[Dataset entries]
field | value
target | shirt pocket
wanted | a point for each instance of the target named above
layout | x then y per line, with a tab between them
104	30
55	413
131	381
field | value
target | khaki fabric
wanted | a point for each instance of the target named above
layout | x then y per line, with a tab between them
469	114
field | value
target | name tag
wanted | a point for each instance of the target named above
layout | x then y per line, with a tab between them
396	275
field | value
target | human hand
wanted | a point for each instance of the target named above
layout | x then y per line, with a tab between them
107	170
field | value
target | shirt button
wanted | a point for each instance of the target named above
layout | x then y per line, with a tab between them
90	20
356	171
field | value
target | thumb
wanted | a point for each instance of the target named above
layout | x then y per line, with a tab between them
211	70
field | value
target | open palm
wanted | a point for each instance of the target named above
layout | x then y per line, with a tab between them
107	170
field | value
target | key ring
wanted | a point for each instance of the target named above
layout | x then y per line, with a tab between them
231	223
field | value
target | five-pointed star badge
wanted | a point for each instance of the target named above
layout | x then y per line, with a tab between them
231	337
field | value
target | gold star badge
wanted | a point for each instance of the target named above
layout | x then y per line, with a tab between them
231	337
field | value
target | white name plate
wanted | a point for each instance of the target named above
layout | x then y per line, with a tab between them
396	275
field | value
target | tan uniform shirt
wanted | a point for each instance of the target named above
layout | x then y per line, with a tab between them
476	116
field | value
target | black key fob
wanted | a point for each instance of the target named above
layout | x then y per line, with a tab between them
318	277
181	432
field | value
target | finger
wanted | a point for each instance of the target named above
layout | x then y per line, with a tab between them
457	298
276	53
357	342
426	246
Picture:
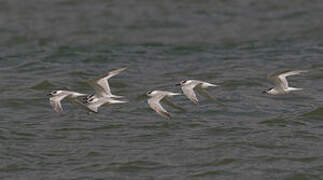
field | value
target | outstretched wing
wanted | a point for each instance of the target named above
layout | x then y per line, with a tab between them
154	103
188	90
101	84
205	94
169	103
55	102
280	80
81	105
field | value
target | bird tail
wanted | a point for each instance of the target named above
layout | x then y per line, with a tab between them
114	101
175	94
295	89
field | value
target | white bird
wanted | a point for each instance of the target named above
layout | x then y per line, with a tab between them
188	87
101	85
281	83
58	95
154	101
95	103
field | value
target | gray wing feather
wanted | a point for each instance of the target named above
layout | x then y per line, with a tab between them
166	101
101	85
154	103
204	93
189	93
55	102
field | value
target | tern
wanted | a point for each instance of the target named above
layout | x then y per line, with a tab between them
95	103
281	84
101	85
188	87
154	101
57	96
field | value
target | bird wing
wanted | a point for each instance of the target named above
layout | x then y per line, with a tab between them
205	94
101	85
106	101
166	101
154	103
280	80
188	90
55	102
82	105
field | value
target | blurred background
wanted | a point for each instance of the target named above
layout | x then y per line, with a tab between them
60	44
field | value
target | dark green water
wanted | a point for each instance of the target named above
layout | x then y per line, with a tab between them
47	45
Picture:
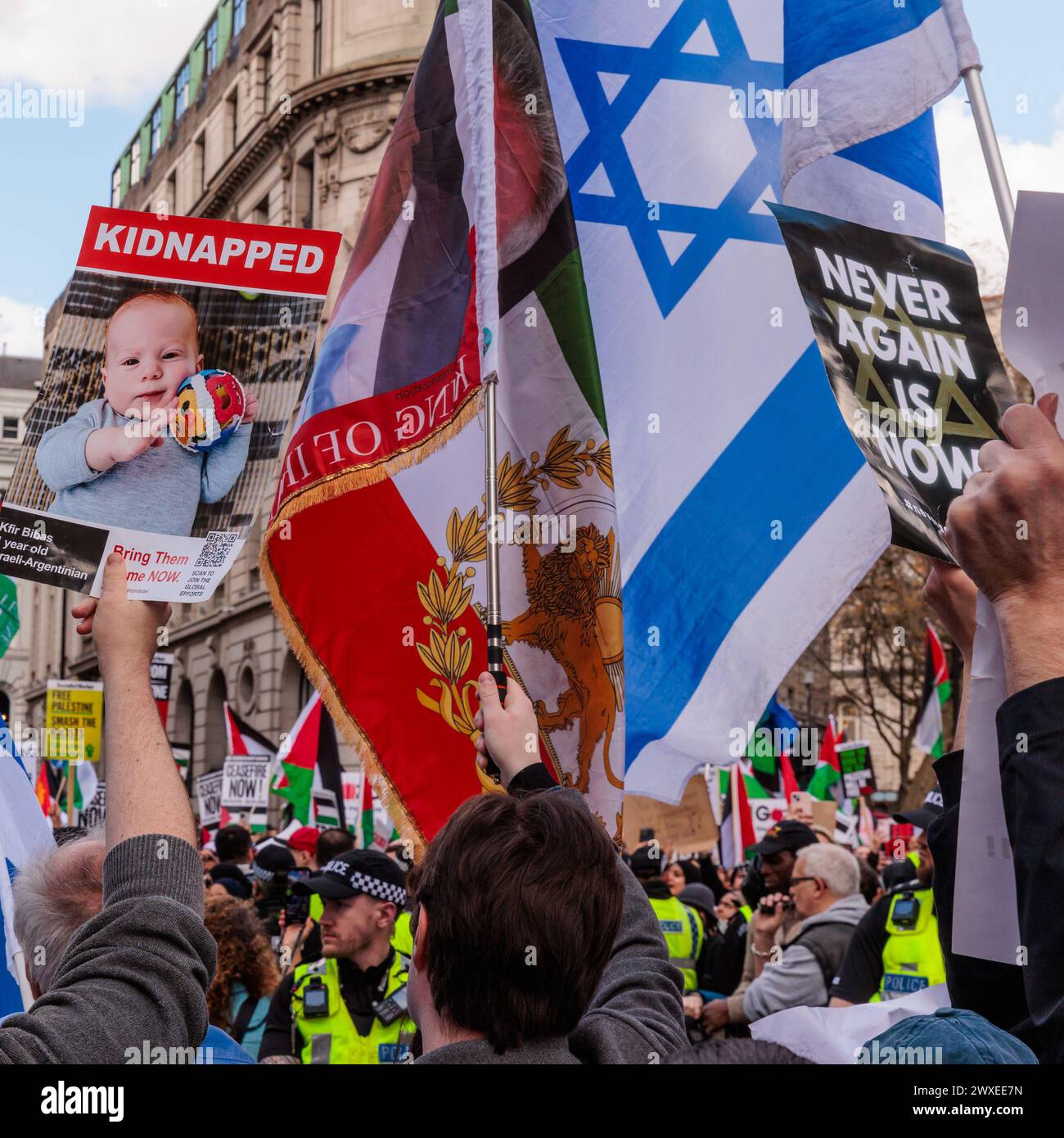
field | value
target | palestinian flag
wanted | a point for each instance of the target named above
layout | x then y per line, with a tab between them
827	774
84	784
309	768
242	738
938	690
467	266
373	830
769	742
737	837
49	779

==

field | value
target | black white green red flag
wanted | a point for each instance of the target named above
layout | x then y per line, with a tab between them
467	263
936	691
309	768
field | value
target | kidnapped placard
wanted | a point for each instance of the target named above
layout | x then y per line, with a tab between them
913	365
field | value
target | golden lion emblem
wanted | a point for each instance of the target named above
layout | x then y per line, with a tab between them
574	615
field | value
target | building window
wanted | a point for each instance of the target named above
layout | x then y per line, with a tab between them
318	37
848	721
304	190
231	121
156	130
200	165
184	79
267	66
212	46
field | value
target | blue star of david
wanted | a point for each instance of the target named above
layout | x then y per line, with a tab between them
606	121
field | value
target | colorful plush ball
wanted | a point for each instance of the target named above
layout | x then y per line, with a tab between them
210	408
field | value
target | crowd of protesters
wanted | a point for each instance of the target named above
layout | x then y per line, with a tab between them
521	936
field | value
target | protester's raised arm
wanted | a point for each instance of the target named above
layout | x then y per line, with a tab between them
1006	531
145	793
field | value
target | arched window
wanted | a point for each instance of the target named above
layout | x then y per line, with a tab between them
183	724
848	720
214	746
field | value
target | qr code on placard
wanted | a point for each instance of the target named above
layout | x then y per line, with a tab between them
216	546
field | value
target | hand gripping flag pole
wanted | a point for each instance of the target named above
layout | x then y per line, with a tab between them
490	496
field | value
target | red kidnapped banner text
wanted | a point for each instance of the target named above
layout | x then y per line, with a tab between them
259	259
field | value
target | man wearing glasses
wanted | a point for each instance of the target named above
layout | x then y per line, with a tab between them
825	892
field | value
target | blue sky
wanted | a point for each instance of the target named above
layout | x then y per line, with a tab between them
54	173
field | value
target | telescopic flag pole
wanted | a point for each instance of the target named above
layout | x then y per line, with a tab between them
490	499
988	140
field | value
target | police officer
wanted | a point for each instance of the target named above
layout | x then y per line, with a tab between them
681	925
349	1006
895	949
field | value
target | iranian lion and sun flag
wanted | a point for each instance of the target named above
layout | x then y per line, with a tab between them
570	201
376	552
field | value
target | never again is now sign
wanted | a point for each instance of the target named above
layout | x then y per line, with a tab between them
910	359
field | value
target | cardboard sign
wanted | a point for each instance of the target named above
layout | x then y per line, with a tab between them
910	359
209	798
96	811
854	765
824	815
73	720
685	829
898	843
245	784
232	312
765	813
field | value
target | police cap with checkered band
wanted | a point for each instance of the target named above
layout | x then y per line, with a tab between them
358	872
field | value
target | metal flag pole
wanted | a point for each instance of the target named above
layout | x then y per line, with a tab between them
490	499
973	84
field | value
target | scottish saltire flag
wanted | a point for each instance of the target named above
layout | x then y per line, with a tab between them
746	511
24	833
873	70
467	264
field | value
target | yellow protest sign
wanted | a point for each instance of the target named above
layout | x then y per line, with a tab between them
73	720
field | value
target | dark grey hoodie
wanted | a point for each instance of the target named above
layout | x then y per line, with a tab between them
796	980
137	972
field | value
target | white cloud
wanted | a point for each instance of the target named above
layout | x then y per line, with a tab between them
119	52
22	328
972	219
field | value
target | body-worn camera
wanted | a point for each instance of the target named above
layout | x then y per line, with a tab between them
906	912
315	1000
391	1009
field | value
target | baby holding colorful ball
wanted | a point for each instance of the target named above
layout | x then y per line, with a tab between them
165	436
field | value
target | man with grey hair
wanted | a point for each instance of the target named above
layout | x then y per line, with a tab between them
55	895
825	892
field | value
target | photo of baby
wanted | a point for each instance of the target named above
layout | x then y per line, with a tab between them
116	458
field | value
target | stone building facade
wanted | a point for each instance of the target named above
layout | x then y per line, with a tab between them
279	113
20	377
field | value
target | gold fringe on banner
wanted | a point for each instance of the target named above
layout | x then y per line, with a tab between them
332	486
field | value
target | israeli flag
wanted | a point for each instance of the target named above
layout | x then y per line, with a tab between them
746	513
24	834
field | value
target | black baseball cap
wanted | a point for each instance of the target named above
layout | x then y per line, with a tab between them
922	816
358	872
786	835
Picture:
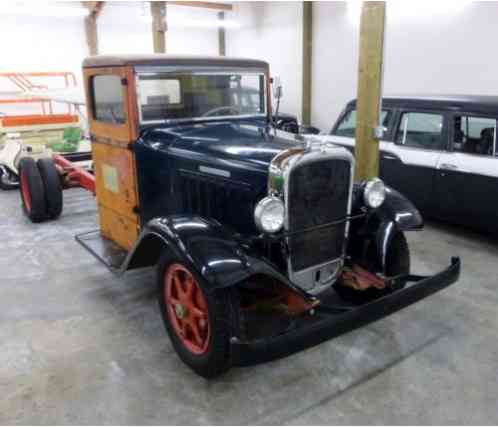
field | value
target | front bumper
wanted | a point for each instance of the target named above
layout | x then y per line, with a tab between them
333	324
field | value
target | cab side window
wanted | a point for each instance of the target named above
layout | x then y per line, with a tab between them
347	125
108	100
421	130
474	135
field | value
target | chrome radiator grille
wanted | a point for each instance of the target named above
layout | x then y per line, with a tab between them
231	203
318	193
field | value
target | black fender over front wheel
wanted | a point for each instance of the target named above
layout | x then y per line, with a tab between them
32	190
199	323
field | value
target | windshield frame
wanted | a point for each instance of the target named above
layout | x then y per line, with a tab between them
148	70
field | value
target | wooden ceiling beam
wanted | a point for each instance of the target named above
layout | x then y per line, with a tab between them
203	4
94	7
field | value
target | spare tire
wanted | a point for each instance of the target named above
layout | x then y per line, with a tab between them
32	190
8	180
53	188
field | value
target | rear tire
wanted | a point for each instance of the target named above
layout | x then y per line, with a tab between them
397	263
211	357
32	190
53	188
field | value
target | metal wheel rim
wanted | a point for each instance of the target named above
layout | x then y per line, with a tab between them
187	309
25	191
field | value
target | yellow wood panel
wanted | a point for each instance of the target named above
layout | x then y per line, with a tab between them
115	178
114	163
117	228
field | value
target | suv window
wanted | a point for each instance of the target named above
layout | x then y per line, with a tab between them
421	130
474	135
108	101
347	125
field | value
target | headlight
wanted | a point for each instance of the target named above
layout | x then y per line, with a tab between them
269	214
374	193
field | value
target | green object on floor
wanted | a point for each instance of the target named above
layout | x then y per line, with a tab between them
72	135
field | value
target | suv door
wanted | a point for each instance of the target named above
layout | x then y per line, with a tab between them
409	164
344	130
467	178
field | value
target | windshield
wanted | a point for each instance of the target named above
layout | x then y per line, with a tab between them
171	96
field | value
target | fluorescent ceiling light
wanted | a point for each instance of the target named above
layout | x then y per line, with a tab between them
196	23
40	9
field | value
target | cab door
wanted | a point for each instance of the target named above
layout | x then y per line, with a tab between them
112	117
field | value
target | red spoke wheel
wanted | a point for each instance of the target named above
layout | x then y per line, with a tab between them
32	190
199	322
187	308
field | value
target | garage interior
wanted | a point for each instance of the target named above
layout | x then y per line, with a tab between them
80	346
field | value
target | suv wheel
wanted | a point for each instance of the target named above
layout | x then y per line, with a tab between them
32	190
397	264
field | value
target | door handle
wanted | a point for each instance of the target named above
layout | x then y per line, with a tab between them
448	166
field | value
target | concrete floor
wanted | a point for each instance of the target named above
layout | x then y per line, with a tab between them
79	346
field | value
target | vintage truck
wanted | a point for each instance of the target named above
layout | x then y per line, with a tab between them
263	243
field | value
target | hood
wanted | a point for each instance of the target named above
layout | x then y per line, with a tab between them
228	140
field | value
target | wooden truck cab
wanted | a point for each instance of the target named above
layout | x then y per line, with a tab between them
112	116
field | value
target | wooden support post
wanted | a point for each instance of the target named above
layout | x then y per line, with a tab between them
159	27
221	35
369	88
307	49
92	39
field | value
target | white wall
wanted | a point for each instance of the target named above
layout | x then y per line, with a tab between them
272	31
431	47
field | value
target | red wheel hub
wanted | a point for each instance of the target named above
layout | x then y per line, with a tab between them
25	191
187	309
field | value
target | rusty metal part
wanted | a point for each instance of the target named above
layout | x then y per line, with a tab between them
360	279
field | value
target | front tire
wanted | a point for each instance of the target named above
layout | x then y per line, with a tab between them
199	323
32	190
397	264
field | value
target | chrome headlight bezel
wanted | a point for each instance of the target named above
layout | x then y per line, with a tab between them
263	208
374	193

* [Your task]: Report every line in the entries above that contains the string "wooden", matching case exactly.

* [Finished answer]:
target | wooden ceiling beam
target | wooden truck cab
target | wooden support post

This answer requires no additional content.